### [Records contained in a dataset]
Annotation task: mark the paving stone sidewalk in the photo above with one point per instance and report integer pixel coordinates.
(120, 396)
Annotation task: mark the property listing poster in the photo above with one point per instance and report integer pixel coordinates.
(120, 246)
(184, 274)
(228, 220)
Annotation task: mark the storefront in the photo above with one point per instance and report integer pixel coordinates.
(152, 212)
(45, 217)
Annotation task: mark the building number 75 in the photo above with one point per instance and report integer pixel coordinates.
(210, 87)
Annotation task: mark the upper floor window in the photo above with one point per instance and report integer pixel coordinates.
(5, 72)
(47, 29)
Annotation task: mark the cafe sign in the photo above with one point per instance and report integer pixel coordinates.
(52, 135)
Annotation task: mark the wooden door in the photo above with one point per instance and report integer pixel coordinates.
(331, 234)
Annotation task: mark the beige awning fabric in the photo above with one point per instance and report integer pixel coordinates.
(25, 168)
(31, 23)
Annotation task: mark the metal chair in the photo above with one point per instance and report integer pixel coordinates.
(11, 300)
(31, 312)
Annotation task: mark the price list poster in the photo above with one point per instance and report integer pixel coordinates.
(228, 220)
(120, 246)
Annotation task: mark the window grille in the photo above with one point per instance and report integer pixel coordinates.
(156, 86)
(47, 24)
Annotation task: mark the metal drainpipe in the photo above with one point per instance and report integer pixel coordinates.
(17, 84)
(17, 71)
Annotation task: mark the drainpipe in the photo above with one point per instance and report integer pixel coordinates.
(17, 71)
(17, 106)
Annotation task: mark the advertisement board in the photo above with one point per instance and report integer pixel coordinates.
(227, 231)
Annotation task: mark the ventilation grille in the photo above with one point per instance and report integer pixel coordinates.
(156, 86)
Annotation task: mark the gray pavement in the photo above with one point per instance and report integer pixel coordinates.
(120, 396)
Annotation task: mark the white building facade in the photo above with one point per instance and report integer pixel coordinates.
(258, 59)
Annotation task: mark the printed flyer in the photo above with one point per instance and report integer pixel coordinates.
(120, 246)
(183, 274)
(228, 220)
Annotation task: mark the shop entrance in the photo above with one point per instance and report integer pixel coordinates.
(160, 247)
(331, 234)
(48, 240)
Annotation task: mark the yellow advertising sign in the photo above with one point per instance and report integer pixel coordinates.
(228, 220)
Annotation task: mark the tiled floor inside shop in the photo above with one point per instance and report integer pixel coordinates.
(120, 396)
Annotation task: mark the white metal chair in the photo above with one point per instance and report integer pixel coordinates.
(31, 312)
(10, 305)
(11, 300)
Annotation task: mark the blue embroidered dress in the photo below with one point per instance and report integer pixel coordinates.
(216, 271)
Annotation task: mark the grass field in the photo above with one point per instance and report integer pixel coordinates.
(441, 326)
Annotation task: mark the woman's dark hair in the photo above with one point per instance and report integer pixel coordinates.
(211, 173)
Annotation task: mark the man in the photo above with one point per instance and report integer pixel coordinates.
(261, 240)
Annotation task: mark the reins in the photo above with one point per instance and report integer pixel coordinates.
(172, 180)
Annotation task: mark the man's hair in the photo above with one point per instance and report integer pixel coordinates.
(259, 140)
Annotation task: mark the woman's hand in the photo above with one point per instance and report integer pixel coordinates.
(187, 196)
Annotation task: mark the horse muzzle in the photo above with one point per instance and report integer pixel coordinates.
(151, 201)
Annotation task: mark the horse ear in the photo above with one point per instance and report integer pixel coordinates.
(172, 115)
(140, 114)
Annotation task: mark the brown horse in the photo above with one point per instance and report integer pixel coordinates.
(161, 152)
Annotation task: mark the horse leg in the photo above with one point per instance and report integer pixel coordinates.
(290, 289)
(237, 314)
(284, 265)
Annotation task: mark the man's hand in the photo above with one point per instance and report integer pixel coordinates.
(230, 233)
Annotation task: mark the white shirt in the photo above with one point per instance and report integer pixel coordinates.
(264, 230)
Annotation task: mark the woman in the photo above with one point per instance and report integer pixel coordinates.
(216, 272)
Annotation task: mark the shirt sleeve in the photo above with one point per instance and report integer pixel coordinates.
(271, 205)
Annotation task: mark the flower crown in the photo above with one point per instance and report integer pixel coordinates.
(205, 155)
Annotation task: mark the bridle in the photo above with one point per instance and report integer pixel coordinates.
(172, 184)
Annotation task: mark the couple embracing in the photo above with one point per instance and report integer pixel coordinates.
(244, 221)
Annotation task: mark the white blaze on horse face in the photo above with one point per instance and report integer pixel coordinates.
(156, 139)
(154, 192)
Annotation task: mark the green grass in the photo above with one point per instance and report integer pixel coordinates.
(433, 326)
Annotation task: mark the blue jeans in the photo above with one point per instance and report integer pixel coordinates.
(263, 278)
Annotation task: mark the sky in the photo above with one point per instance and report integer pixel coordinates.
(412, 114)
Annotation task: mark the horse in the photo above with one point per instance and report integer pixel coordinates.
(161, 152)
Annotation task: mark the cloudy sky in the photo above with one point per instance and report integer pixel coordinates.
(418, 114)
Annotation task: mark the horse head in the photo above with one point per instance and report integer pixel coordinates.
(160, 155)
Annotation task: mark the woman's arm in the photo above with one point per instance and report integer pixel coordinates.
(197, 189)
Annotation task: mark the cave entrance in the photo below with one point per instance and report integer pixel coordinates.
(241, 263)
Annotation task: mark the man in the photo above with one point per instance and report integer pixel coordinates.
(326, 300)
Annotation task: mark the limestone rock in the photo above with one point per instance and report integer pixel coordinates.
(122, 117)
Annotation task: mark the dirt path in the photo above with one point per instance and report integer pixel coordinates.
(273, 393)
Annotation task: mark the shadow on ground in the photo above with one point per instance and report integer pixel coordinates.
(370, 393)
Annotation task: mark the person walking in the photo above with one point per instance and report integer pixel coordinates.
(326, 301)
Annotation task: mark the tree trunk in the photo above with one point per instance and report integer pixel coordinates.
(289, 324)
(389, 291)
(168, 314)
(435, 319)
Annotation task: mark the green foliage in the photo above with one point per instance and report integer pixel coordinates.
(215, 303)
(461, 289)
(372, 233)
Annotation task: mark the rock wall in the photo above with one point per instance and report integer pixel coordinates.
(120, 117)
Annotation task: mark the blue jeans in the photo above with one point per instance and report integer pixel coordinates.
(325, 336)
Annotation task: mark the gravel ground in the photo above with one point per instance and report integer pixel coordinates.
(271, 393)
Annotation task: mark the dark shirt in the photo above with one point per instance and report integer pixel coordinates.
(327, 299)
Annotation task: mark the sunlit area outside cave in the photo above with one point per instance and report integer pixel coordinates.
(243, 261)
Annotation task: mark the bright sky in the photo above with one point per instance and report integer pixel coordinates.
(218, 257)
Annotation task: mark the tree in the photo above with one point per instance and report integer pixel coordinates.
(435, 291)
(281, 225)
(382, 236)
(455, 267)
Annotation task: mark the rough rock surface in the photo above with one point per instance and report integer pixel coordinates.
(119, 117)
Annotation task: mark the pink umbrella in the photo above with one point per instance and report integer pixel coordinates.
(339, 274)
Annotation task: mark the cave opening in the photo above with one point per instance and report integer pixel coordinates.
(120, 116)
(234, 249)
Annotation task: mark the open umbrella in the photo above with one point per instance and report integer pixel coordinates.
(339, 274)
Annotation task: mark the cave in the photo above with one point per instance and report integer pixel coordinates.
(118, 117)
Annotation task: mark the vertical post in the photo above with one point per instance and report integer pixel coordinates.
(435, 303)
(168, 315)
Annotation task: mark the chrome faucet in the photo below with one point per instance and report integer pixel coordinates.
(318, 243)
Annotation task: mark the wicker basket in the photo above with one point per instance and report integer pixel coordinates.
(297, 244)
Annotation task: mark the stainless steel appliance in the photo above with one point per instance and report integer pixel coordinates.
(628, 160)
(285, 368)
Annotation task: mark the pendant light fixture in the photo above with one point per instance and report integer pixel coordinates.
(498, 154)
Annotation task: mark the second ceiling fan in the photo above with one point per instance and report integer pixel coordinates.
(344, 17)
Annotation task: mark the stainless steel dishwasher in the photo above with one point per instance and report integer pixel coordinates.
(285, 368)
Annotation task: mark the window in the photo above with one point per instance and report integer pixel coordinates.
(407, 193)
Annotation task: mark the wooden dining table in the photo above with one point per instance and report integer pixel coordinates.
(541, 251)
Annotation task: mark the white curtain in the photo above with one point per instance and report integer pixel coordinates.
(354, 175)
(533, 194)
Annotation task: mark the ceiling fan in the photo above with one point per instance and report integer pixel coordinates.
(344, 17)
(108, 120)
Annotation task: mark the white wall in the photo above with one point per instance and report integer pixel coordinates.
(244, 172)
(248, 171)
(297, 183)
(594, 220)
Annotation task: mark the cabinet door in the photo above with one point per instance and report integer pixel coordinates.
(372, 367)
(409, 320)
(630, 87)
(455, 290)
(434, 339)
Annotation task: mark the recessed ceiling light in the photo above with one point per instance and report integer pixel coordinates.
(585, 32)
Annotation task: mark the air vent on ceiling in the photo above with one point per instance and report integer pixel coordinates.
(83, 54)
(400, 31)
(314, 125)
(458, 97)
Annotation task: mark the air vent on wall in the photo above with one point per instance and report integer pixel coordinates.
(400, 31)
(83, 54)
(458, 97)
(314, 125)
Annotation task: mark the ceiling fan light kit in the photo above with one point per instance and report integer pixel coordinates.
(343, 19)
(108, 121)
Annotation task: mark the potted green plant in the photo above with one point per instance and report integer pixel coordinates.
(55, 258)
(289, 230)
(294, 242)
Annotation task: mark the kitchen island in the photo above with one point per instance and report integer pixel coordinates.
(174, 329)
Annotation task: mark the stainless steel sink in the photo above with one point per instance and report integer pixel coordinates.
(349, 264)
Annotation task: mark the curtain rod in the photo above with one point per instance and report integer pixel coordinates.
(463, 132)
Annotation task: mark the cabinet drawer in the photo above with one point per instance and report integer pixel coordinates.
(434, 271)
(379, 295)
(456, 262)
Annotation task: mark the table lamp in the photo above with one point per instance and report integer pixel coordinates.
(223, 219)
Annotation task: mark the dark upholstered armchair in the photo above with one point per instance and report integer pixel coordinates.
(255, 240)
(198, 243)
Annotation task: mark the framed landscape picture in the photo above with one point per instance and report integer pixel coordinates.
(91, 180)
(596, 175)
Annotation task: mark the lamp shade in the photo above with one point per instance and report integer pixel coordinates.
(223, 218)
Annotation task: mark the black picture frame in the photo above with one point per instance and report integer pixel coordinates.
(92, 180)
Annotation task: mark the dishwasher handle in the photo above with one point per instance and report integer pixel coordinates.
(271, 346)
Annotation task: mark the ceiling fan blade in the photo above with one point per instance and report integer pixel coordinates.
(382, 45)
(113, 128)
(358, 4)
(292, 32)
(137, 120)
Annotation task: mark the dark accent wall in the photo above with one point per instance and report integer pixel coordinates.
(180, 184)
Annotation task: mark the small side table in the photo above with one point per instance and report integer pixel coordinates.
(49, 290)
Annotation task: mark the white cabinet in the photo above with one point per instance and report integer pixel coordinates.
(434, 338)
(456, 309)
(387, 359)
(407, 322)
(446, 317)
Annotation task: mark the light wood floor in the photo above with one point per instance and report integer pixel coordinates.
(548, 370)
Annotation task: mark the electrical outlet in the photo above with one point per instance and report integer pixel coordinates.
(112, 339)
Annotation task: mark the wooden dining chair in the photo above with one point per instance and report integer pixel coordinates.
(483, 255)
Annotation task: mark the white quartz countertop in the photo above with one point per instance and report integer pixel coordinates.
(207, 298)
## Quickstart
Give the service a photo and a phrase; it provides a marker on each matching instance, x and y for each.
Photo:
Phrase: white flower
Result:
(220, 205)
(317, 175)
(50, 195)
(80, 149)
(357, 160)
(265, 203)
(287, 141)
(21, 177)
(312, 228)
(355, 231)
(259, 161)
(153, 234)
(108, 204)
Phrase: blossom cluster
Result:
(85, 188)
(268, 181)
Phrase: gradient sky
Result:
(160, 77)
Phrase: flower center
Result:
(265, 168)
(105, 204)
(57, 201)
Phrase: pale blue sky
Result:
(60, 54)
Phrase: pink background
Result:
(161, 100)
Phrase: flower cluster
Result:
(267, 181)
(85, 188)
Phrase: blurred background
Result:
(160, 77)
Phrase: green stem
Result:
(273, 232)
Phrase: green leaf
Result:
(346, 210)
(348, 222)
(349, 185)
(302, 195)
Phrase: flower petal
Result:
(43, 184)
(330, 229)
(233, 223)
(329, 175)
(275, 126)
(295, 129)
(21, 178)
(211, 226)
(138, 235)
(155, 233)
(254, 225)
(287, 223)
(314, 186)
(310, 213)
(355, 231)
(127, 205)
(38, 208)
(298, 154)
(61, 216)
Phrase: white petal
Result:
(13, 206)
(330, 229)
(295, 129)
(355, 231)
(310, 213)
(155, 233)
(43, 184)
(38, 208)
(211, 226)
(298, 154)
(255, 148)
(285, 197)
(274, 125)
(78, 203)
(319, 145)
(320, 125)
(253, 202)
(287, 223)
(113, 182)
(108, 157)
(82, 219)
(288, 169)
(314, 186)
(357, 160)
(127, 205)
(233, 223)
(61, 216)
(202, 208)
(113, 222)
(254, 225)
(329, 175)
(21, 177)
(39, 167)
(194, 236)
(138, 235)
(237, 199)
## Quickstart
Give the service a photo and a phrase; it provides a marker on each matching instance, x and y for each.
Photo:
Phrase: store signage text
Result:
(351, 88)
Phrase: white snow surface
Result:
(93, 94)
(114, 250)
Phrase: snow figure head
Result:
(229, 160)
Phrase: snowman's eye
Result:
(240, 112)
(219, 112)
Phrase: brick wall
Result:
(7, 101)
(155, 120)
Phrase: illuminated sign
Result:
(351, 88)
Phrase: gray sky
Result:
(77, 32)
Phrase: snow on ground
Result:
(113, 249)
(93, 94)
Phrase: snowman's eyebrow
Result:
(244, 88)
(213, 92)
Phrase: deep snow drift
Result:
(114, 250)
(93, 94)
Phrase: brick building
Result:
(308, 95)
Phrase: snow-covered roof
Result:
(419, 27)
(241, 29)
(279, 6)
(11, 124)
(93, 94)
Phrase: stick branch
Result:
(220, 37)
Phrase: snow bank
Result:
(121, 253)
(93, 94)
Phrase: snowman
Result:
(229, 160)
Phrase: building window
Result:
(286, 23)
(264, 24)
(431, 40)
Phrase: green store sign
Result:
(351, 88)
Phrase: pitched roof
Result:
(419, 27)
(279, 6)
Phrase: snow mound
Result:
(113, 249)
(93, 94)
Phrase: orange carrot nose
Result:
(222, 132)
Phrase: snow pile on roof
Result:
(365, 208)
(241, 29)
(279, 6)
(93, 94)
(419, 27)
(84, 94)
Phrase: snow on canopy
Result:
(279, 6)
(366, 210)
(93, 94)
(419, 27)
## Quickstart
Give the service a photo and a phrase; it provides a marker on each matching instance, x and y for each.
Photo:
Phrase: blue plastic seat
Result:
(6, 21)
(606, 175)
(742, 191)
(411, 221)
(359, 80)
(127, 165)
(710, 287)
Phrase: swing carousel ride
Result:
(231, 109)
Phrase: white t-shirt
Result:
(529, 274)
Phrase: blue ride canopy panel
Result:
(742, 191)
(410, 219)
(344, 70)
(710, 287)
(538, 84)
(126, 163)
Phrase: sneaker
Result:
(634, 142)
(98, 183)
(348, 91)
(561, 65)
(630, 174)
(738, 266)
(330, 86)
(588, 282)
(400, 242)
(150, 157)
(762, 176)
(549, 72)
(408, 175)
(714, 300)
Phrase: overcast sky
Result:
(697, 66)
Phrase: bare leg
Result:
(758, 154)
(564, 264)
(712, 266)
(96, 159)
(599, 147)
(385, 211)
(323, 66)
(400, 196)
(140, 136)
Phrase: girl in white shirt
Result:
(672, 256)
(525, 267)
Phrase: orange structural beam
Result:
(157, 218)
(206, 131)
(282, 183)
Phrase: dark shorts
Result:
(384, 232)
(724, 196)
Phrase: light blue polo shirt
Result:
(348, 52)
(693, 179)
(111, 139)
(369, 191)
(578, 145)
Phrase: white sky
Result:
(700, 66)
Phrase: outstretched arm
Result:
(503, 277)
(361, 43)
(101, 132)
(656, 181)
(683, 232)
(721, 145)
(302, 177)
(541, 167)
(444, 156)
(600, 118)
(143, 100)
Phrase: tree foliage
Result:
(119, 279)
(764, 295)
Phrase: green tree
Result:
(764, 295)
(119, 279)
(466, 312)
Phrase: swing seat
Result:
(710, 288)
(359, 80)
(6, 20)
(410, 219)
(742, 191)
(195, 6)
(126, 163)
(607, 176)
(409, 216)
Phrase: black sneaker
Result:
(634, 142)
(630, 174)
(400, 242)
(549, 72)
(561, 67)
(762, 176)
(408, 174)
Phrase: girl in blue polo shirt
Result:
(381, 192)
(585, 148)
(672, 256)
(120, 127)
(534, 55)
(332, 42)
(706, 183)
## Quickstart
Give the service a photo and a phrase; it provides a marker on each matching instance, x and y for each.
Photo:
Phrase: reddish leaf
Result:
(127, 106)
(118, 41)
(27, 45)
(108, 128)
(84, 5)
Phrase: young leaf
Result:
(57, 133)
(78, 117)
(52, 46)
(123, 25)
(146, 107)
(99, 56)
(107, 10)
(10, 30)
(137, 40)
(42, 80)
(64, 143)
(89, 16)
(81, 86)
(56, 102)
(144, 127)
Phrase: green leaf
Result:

### [About this task]
Return the lines from the line containing "Phrase: black sneaker" to the end of the entries above, exactly as they appear and with no other output.

### [Written solution]
Phrase: black sneaker
Result:
(634, 142)
(630, 174)
(400, 242)
(549, 72)
(561, 67)
(762, 176)
(408, 174)
Phrase: girl in blue polo shirt
Result:
(381, 192)
(585, 148)
(672, 256)
(120, 127)
(534, 55)
(332, 42)
(706, 183)
## Quickstart
Give the service a photo and a phrase; it provides a marker on each matching instance, x and y for each.
Photo:
Phrase: reddish leaf
Result:
(127, 106)
(118, 41)
(27, 45)
(108, 128)
(84, 5)
Phrase: young leaf
Result:
(57, 133)
(78, 117)
(52, 46)
(123, 25)
(146, 107)
(99, 56)
(107, 10)
(10, 30)
(137, 40)
(42, 80)
(64, 143)
(89, 16)
(81, 86)
(56, 102)
(144, 127)
Phrase: green leaf
Result:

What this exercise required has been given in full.